The problem>
Once the line containing "Task: indicate the black curly" is found in the records below, return it and each following line exactly, up to and including the line containing "Task: indicate the large", and nothing else.

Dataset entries
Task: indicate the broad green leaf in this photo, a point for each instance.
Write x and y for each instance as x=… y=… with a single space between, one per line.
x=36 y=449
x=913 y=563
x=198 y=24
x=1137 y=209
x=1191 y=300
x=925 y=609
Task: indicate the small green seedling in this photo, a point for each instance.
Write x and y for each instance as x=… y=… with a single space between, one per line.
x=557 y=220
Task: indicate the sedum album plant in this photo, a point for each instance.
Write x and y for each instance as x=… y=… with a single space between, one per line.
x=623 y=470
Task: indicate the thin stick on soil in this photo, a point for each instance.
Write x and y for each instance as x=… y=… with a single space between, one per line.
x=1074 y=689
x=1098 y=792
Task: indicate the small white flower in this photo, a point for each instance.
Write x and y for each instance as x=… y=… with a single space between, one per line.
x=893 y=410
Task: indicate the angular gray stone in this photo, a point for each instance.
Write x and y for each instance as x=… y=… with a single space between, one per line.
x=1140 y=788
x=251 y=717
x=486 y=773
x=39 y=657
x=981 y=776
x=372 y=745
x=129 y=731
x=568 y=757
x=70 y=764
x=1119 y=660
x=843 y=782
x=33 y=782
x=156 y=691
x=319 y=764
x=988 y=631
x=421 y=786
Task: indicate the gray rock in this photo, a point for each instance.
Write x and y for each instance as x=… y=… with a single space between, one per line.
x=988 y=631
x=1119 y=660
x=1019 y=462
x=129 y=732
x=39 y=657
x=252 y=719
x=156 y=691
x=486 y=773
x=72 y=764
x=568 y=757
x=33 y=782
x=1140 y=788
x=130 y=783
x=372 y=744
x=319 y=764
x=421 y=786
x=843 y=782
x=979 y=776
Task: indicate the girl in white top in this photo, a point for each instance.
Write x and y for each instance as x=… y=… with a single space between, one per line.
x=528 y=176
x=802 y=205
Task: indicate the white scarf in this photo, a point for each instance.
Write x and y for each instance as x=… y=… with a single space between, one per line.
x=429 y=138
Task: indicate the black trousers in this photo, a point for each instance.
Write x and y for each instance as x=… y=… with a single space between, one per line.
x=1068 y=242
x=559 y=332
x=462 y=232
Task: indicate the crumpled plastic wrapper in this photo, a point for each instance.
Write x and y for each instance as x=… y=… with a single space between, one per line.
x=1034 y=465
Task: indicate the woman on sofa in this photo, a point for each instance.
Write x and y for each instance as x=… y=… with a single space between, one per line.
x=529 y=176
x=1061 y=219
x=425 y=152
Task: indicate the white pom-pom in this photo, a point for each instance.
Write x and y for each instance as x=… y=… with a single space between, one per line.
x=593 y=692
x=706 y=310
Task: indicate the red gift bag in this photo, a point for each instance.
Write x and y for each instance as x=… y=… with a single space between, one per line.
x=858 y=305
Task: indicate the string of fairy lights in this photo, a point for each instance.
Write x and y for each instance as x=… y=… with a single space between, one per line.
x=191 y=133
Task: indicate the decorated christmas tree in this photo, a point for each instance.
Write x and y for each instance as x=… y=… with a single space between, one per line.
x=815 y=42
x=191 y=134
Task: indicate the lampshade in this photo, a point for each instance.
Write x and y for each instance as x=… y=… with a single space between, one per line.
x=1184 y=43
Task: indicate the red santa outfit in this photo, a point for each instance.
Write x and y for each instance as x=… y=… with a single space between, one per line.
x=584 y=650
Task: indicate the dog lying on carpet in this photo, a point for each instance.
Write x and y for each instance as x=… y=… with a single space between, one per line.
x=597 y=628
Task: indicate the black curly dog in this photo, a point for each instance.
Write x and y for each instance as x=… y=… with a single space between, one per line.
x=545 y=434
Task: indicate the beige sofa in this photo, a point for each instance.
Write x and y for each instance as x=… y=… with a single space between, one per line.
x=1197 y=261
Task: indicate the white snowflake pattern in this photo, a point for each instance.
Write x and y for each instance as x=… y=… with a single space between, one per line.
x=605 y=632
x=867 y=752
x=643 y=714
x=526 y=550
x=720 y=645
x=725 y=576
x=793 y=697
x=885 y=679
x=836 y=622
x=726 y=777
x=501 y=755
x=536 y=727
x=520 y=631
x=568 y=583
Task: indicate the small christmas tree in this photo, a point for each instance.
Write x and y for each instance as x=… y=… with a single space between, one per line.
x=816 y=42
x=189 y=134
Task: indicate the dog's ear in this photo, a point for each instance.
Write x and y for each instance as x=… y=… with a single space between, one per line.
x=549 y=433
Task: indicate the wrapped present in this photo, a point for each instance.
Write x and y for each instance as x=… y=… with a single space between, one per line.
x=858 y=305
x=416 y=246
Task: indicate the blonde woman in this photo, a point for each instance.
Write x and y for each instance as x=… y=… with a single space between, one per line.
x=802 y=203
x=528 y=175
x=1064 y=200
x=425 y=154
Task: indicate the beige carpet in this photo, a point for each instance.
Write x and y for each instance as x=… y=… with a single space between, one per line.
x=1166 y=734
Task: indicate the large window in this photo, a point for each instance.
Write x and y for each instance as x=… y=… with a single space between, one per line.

Answer space>
Task: indicate the black curly dog in this photo, a point for each instance.
Write x and y for each instance as x=… y=… with a single space between, one per line.
x=545 y=434
Task: indicate the beige sofa in this photo, a point for each instance.
Write x and y for each instance as x=… y=… with a single space between, one per line.
x=1197 y=261
Task: indicate the white snowflake pattern in this photo, a point for each instance.
Write x and y for each instance as x=… y=… with a single space between, one per line.
x=605 y=632
x=867 y=752
x=643 y=714
x=526 y=550
x=720 y=645
x=725 y=576
x=793 y=697
x=885 y=679
x=836 y=622
x=726 y=777
x=501 y=755
x=536 y=727
x=520 y=631
x=568 y=583
Task: indicate the small christmas tree in this photo, a point for each instance.
Write x and y for each instance as x=… y=… with a single space between, one per line.
x=816 y=42
x=189 y=134
Task: indicate the dog's ear in this photo, a point for each instance.
Write x and y for each instance as x=… y=… with a single space between, one per line.
x=549 y=433
Task: indicate the wrapped present in this photo, a point for each instance.
Write x and y for each instance as x=… y=… with a single space between, one per line.
x=858 y=305
x=416 y=246
Task: indicate the blonde woman in this photo, a point for each instance.
Write x and y for each instance as x=… y=… with a single space between, one per line.
x=802 y=203
x=528 y=175
x=1064 y=200
x=425 y=154
Task: indicate the beige carpet in this photo, a point for each instance.
Write x and y for each instance as x=… y=… with a single space between, one per line.
x=1166 y=734
Task: indicate the large window in this photo, a point for each instance.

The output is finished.